Will you restate verbatim the lines running from the line with "plumage, placing one marker per instance" to the end of the data, leaving out everything else?

+---+

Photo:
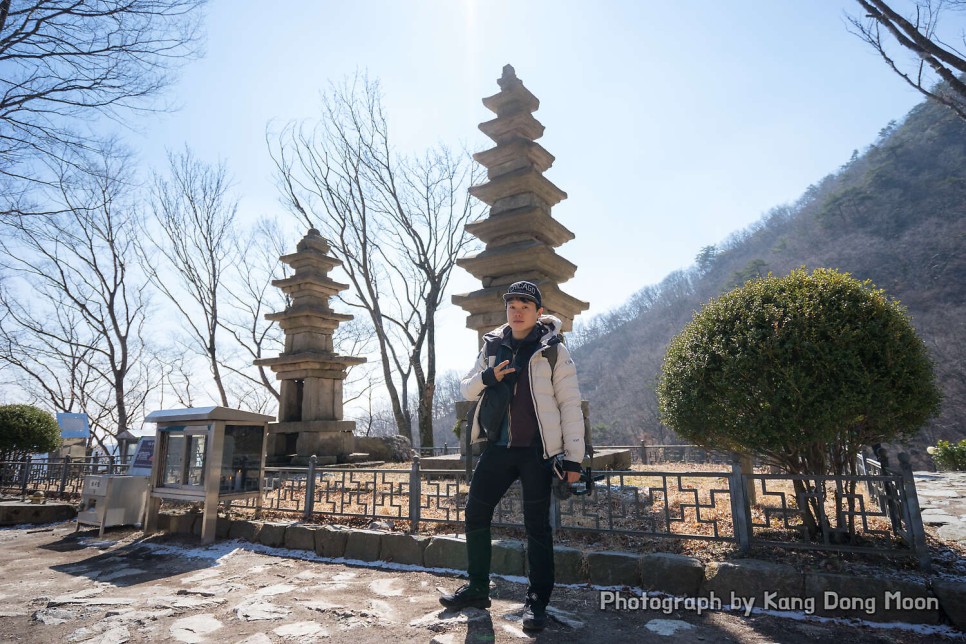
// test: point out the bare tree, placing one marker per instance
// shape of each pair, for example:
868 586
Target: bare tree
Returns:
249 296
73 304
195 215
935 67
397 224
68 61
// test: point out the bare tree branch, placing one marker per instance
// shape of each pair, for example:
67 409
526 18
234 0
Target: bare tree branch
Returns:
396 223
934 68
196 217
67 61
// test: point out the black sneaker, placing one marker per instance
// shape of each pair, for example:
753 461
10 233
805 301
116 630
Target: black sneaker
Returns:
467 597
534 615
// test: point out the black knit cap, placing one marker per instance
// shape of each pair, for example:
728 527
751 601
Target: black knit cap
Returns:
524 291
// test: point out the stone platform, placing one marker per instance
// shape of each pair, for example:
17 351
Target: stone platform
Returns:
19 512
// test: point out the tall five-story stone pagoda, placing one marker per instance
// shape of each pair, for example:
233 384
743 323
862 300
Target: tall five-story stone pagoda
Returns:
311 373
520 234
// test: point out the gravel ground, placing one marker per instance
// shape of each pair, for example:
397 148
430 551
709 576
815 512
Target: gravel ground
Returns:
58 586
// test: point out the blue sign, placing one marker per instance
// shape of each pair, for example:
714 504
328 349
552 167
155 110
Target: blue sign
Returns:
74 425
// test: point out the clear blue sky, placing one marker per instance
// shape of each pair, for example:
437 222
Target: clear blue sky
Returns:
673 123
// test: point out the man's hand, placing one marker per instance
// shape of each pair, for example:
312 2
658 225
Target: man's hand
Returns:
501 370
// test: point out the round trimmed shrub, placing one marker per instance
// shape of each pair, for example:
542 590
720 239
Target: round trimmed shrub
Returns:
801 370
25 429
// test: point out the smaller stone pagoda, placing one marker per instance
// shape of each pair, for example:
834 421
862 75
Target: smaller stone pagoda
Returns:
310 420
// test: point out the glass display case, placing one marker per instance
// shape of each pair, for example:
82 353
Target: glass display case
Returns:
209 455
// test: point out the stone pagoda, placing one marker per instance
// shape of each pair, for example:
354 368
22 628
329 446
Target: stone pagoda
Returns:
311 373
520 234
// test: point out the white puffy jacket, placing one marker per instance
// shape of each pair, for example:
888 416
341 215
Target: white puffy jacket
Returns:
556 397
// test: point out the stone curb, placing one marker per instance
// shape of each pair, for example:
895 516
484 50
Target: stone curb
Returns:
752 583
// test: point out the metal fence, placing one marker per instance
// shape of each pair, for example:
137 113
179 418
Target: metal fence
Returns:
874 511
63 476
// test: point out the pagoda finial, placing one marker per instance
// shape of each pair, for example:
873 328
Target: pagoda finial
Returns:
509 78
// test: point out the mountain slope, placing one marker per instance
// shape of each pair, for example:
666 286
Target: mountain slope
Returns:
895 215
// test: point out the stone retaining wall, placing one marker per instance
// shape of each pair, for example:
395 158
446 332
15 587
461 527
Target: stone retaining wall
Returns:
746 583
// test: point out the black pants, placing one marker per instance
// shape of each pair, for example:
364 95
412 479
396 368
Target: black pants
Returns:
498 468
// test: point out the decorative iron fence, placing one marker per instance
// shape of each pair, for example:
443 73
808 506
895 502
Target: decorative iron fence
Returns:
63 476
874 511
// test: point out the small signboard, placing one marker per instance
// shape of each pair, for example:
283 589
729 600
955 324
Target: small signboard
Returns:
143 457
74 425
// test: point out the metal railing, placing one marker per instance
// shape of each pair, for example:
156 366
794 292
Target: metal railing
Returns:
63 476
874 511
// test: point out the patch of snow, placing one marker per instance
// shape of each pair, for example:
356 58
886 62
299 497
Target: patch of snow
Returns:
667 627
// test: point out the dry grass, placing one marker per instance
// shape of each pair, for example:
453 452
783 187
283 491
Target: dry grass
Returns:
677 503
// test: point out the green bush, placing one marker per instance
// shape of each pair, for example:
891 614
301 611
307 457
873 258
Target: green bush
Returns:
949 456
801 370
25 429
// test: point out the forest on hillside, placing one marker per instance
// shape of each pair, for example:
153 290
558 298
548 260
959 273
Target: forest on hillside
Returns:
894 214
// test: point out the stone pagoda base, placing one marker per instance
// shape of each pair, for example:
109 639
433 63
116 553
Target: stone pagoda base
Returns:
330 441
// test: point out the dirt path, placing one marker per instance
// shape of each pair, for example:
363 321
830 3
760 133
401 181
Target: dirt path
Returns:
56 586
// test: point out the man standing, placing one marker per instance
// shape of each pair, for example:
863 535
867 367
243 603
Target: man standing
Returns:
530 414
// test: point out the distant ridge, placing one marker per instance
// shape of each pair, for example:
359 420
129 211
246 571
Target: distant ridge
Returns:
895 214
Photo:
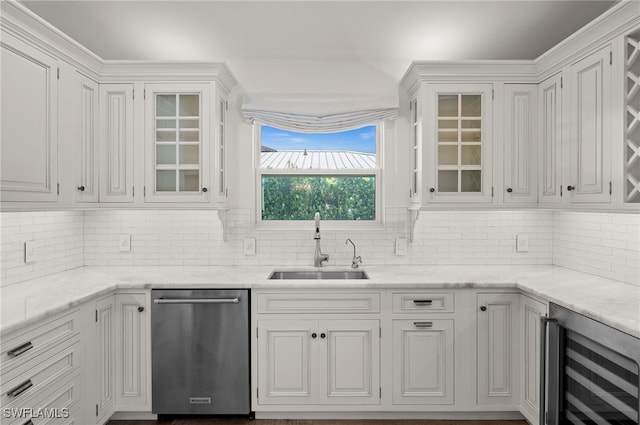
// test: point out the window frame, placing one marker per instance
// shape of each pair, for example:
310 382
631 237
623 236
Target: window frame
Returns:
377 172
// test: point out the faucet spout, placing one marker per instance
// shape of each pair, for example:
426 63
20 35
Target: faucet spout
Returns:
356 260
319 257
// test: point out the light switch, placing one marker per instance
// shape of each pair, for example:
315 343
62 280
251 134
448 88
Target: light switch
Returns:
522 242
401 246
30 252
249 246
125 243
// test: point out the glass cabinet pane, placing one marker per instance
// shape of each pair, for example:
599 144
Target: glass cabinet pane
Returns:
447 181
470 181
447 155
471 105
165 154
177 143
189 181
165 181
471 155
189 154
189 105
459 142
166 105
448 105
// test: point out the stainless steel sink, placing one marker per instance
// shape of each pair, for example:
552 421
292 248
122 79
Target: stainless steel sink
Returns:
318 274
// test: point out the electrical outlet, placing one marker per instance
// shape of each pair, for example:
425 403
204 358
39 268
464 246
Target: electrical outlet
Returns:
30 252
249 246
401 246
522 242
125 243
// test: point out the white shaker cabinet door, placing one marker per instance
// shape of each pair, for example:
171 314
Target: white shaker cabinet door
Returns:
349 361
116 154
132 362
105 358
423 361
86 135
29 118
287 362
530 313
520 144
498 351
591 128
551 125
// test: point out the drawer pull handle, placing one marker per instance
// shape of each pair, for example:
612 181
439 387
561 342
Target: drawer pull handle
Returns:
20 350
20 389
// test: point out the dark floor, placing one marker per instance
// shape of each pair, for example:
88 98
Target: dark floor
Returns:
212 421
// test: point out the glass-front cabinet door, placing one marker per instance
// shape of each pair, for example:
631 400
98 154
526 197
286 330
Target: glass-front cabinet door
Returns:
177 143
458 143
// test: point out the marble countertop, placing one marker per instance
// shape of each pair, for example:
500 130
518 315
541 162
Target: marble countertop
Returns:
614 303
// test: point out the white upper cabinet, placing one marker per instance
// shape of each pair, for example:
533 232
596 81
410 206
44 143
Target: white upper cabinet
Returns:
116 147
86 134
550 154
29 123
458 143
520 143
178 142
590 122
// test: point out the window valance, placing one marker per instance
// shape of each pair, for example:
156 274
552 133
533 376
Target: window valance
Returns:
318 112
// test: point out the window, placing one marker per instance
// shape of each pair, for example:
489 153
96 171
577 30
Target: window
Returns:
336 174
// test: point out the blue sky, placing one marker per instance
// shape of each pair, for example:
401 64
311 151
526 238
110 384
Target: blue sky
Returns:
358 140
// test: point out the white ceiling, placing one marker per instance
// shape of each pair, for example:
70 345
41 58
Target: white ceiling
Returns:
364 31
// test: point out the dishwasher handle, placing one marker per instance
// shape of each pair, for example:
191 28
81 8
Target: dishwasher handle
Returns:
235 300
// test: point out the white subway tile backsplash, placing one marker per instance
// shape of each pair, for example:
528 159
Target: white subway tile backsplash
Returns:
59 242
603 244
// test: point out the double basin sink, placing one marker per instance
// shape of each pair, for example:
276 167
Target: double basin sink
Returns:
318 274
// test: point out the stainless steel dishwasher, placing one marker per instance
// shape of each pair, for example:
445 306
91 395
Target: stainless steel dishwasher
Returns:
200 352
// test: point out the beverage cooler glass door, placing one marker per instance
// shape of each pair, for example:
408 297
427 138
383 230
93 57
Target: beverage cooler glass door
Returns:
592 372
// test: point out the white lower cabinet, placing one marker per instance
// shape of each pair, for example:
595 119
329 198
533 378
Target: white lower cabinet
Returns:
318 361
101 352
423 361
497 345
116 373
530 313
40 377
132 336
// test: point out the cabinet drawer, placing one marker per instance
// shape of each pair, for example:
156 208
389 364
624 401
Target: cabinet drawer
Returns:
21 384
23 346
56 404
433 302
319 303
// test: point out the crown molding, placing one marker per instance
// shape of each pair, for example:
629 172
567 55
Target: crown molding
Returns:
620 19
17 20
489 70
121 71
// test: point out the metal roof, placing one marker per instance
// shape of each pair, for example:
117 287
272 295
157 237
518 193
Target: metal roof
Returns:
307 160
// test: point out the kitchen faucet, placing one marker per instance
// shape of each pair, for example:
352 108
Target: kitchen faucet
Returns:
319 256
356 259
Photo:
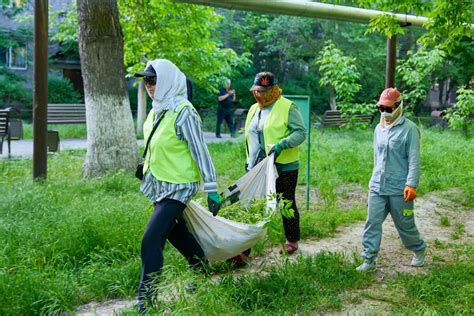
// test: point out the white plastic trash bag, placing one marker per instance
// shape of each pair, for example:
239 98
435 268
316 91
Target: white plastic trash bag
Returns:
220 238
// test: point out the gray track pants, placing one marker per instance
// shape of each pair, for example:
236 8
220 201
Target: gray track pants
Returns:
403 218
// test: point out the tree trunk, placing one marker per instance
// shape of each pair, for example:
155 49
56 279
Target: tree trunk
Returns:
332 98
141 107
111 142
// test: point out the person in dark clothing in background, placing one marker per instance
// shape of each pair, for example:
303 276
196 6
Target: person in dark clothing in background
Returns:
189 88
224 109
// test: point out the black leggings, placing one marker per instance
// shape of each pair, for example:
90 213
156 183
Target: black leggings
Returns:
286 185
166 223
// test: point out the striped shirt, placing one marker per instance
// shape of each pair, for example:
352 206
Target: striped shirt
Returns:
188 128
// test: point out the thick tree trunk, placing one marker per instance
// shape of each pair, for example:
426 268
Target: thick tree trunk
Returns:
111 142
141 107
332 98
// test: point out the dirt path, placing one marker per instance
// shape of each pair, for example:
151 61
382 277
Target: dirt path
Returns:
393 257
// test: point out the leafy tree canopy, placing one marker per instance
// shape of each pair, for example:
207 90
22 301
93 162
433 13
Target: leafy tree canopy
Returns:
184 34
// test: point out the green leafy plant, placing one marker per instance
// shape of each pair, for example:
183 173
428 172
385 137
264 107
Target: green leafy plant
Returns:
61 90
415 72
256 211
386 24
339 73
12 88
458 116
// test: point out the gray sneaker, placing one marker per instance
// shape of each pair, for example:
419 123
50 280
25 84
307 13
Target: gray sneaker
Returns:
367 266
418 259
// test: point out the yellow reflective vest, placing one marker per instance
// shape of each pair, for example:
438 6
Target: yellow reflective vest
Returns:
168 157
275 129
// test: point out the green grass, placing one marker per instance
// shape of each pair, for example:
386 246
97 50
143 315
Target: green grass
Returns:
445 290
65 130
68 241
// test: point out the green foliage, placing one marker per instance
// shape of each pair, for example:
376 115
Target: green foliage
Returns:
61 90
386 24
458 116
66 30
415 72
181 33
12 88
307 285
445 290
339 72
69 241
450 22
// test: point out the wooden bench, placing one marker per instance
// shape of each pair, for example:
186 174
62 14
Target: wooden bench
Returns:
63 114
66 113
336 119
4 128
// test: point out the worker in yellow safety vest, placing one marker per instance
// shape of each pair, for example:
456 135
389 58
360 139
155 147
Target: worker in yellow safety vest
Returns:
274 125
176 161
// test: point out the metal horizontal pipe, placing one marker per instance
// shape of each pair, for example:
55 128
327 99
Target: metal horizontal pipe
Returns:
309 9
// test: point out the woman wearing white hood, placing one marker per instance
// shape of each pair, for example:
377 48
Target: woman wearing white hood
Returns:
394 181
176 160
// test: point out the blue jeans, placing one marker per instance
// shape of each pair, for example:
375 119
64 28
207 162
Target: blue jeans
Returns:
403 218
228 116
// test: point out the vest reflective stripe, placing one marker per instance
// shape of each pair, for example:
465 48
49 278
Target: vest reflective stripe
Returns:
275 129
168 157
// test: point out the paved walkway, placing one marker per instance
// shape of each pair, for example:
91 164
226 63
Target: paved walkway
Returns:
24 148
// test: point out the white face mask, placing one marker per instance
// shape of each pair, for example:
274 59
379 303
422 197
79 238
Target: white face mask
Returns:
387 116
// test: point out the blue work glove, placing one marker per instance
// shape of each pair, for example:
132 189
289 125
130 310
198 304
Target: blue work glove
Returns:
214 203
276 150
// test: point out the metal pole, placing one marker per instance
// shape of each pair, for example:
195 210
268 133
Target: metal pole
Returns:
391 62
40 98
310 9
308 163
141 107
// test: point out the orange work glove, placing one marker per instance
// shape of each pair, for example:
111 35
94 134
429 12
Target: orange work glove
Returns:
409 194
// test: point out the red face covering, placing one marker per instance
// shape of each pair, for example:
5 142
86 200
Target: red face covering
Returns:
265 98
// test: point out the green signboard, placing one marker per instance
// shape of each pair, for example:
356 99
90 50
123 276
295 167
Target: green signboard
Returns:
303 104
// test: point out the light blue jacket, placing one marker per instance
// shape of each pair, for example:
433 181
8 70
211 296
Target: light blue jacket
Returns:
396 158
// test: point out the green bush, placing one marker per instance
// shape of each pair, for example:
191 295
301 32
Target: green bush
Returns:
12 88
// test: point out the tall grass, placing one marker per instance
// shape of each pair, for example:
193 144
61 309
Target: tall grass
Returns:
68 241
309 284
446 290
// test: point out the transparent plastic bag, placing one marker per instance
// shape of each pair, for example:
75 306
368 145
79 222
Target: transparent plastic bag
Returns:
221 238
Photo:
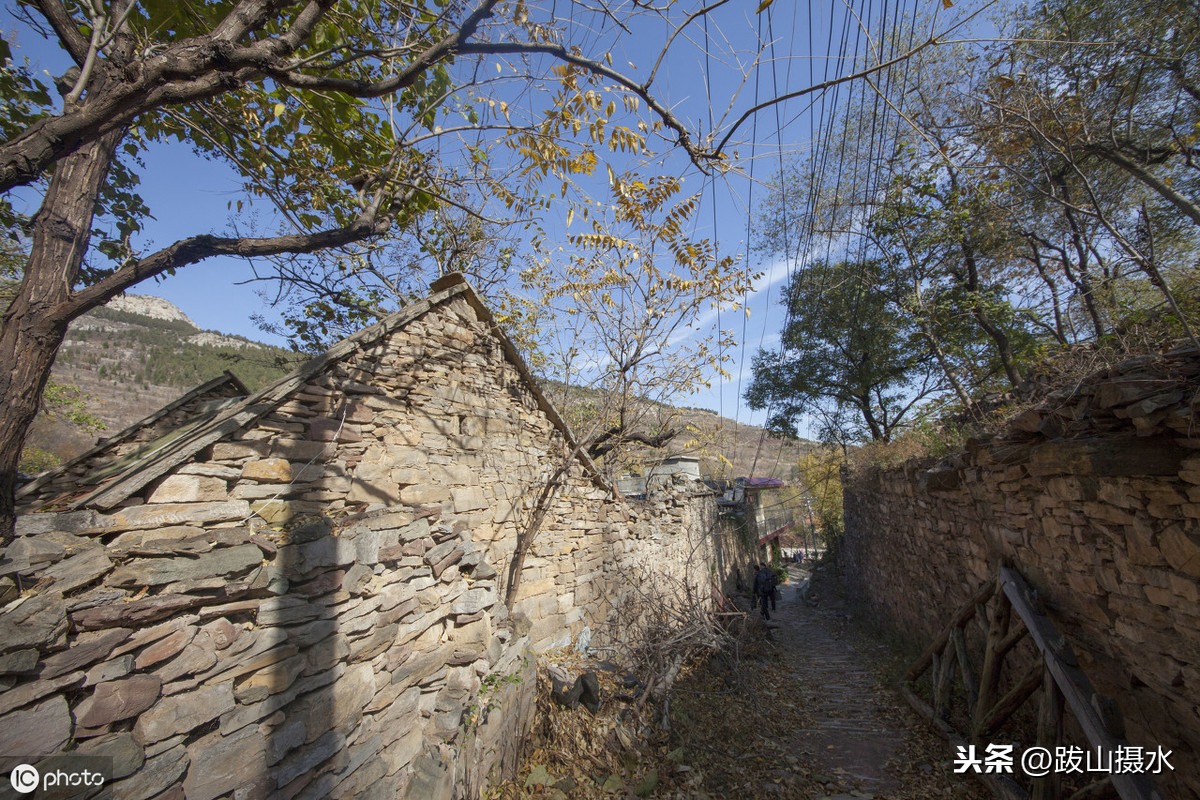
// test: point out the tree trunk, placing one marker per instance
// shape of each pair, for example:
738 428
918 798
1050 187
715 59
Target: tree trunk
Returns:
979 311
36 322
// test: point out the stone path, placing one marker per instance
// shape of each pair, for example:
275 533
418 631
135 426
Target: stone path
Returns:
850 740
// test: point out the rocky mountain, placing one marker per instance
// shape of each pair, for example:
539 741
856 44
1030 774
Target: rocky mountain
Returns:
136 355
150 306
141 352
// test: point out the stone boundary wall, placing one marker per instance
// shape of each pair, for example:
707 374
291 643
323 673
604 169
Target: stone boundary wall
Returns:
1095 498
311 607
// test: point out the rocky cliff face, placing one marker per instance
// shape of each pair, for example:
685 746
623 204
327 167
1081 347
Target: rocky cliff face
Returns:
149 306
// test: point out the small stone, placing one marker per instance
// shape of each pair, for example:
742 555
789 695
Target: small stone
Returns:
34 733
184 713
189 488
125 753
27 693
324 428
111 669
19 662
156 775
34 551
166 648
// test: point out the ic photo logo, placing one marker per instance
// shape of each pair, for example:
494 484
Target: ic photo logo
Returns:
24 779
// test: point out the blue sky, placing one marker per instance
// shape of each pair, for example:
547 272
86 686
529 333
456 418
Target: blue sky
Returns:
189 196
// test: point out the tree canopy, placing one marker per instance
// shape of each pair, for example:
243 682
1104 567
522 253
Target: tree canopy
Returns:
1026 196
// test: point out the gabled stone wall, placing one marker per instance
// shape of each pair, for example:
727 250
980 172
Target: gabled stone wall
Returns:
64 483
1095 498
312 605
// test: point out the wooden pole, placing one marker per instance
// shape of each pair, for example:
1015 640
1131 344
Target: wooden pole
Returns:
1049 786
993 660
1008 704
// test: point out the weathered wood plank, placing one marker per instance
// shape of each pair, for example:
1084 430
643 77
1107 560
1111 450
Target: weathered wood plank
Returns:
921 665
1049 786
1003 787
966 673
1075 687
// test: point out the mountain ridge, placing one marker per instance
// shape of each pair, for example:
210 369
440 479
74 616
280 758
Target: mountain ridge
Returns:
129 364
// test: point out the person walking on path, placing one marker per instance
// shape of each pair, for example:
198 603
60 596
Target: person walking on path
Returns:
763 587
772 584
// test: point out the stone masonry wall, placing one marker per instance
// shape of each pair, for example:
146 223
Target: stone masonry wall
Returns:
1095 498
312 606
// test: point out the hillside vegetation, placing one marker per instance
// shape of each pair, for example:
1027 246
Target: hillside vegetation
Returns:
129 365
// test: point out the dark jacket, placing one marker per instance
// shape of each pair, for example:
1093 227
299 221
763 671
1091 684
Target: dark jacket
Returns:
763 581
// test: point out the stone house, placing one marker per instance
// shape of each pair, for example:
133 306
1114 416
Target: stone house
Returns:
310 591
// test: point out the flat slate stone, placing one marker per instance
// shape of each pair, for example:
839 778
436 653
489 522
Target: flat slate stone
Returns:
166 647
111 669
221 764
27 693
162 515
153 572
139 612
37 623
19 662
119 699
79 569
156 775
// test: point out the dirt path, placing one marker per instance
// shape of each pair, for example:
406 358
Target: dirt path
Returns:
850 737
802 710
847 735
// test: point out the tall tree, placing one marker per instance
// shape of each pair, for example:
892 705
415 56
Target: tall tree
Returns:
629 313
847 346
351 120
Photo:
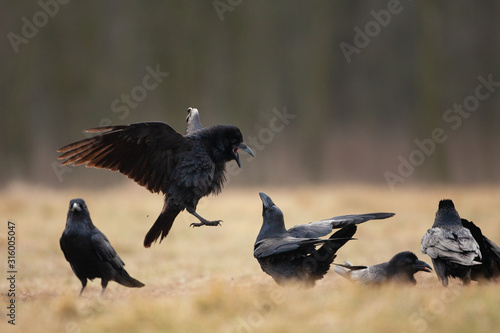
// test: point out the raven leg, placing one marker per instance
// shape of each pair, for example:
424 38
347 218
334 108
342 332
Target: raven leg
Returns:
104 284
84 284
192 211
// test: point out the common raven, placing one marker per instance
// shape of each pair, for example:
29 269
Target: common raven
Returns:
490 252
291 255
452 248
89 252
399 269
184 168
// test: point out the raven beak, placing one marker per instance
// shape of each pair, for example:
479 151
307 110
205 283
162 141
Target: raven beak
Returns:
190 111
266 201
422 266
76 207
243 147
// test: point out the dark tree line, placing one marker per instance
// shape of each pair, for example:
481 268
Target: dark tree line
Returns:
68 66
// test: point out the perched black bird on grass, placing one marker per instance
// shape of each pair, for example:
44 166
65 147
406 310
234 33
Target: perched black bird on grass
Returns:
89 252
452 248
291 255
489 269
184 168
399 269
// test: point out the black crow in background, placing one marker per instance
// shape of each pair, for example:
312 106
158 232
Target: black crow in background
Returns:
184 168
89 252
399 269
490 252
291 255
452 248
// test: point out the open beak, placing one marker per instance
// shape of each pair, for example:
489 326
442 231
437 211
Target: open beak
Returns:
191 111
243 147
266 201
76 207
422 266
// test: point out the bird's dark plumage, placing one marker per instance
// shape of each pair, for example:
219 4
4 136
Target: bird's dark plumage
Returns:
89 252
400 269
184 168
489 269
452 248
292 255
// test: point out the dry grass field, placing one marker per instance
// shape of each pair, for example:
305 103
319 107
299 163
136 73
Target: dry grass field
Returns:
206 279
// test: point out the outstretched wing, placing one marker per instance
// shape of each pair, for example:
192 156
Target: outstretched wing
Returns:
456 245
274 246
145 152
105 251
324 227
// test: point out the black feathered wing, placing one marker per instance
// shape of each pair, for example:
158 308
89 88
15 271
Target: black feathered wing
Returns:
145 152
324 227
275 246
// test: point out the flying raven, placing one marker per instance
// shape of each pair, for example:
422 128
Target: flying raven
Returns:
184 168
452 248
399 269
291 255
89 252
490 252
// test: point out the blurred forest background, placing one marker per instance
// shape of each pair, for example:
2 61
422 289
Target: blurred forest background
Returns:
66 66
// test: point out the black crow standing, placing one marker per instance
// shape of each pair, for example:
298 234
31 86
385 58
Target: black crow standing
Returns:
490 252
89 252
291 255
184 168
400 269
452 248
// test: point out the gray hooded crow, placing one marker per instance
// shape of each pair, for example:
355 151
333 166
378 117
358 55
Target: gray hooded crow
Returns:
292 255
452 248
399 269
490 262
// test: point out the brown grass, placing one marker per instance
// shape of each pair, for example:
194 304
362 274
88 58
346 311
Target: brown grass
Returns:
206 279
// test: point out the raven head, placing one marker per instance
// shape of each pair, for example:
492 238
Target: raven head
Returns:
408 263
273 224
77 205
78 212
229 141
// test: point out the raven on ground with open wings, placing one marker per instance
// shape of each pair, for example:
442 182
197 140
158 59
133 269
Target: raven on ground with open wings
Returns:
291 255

+---+

§ **Correct output**
// test: point out the bird's dark plumage, placing one marker per instance
// shape of each pair, for example:
219 4
4 136
Target: bird's dark plumage
Returns:
89 252
400 269
184 168
489 269
452 248
292 255
// test: point out the dry grass field, placing one marker per instance
// shape of each pair, for example:
305 103
319 107
299 163
136 73
Target: dry grass field
Returns:
206 279
// test: point out the outstretched wing, placing one marker per instance
// shape of each pair, for example:
192 156
Target: outstretched wing
Returns:
456 245
274 246
145 152
105 251
324 227
// test: point out the black feathered wing, placing one marker per instance
// shape of each pair, for example:
158 308
89 88
15 271
Target: black feathered wing
Returns:
145 152
324 227
275 246
// test: point out the flying raven, placing one marker per instance
// shape of each pair, for example:
422 128
Target: flying raven
Returns:
184 168
452 248
399 269
291 255
89 252
490 252
// test: point out the blurred forest background, placing one marker per instance
// shape of each pair, for example:
2 61
422 289
Target: blurred forest background
Returns:
66 66
// test: point out the black crow standing, placing one marker per instance
// shape of each pair, for example:
298 234
31 86
385 58
Target: black crow standing
Returns:
490 252
89 252
291 255
184 168
400 269
452 248
// test: point out the gray hooded crow, placing one marker per instance
// shape of each pair, for example:
355 151
333 166
378 117
358 55
Target: gray hooded crow
Returns:
292 255
452 248
399 269
490 262
// test: point out the brown grass, placing one marker per instance
// shape of each pair, for example:
194 304
362 274
88 58
346 311
Target: brown grass
Returns:
206 279
// test: point out the raven head, placing one marker per instance
// shape of each pair, for example:
492 238
Target: raven head
Returns:
408 263
273 224
77 205
78 212
229 141
// test: point out the raven on ground with open wings, placing one marker per instance
// shape of each pair, for example:
442 182
197 140
158 59
133 269
Target: raven on ground with open wings
Returns:
291 255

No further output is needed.